[Metalua-list] Offline globals protection with metalua?

Fabien Fleutot fleutot at gmail.com
Fri Dec 14 11:03:56 GMT+3 2007


On Dec 14, 2007 12:31 AM, Alexander Gladysh <agladysh at gmail.com> wrote:

> Hi, all!


Welcome on board :)


> OK, maybe metalua is not the right tool to do what I want, but (1)
> I've finally got a slice of time to implement some offline global
> protection for our project and (2) for a long time I wanted to learn
> metalua -- so I want to give it a chance.


Analyzing code is definitely half of metalua's purpose, and yes, analyzing
without generating makes a lot of sense, even if that's not what  most
current samples are about (it tends to be less impressive from an outsider's
point of view).


> By global(s) protection I mean some system for protection of global
> environment. Lua distribution already provide `/etc/strict.lua' as an
> example for runtime protection and `/test/global.lua' as one for
> offline static validation.


So what you want is extracting the free variables (not bound as function
param, for variable, local var etc), and check that they are authorized.
This is a frequent need, and I was actually needing it for a hack, so I've
just written down that part of the code; feel free to share (consider it MIT
license):

require 'std'
require 'walk'

-{ extension 'match' }

--------------------------------------------------------------------------------
-- Scope handling: ':push()' saves the current scope, ':pop()' restores the
-- previously saved one. ':add(identifiers_list)' add identifiers to the
current
-- scope. Current scope is stored in '.current', as a string->boolean
hashtable.
--------------------------------------------------------------------------------

scope = { }
scope.__index = scope

function scope:new()
   local ret = { current = { } }
   ret.stack = { ret.current }
   setmetatable (ret, self)
   return ret
end

function scope:push()
   self.current = table.shallow_copy (self.current)
   table.insert (self.stack, self.current)
end

function scope:pop()
   self.current = table.remove (self.stack)
end

function scope:add (vars)
   for id in values (vars) do
      match id with `Id{ x } -> self.current[x] = true end
   end
end

--------------------------------------------------------------------------------
-- Return the string->boolean hash table of the names of all free variables
-- in 'term'.
--------------------------------------------------------------------------------
function freevars (term)
   local freevars = { }
   local scope    = scope:new()

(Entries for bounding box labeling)
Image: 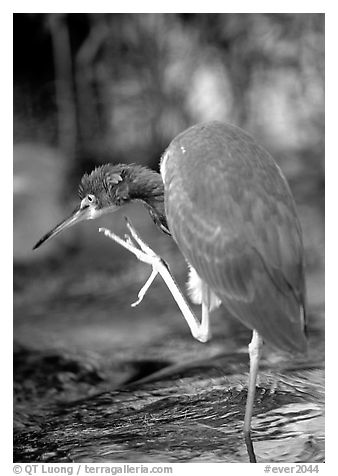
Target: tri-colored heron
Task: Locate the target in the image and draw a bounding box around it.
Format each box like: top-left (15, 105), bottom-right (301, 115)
top-left (34, 121), bottom-right (307, 462)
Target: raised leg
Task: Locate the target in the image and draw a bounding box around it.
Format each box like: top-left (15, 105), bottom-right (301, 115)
top-left (244, 330), bottom-right (263, 463)
top-left (99, 219), bottom-right (209, 342)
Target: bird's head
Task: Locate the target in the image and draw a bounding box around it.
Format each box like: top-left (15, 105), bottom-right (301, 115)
top-left (33, 164), bottom-right (163, 249)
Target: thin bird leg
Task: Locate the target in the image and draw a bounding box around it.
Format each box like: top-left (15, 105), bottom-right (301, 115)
top-left (201, 282), bottom-right (211, 340)
top-left (99, 220), bottom-right (208, 342)
top-left (244, 330), bottom-right (263, 463)
top-left (131, 267), bottom-right (158, 307)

WHAT IS ASKED:
(a) How would you translate this sentence from the metalua post into Spanish: "Analyzing code is definitely half of metalua's purpose, and yes, analyzing without generating makes a lot of sense, even if that's not what most current samples are about (it tends to be less impressive from an outsider's point of view)."
(b) Rewrite the part of the metalua post that opens with the words "function scope:new()" and closes with "function scope:pop()", putting "history" wherever "stack" appears.
(c) Under what license does the metalua post say to consider the shared code?

EXERCISE ANSWERS:
(a) Analizar código es sin duda la mitad del propósito de metalua, y sí, analizar sin generar tiene mucho sentido, aunque no sea de eso de lo que tratan la mayoría de los ejemplos actuales (suele resultar menos impresionante desde el punto de vista de alguien ajeno).

(b)
function scope:new()
   local ret = { current = { } }
   ret.history = { ret.current }
   setmetatable (ret, self)
   return ret
end

function scope:push()
   self.current = table.shallow_copy (self.current)
   table.insert (self.history, self.current)
end

function scope:pop()

(c) The MIT license.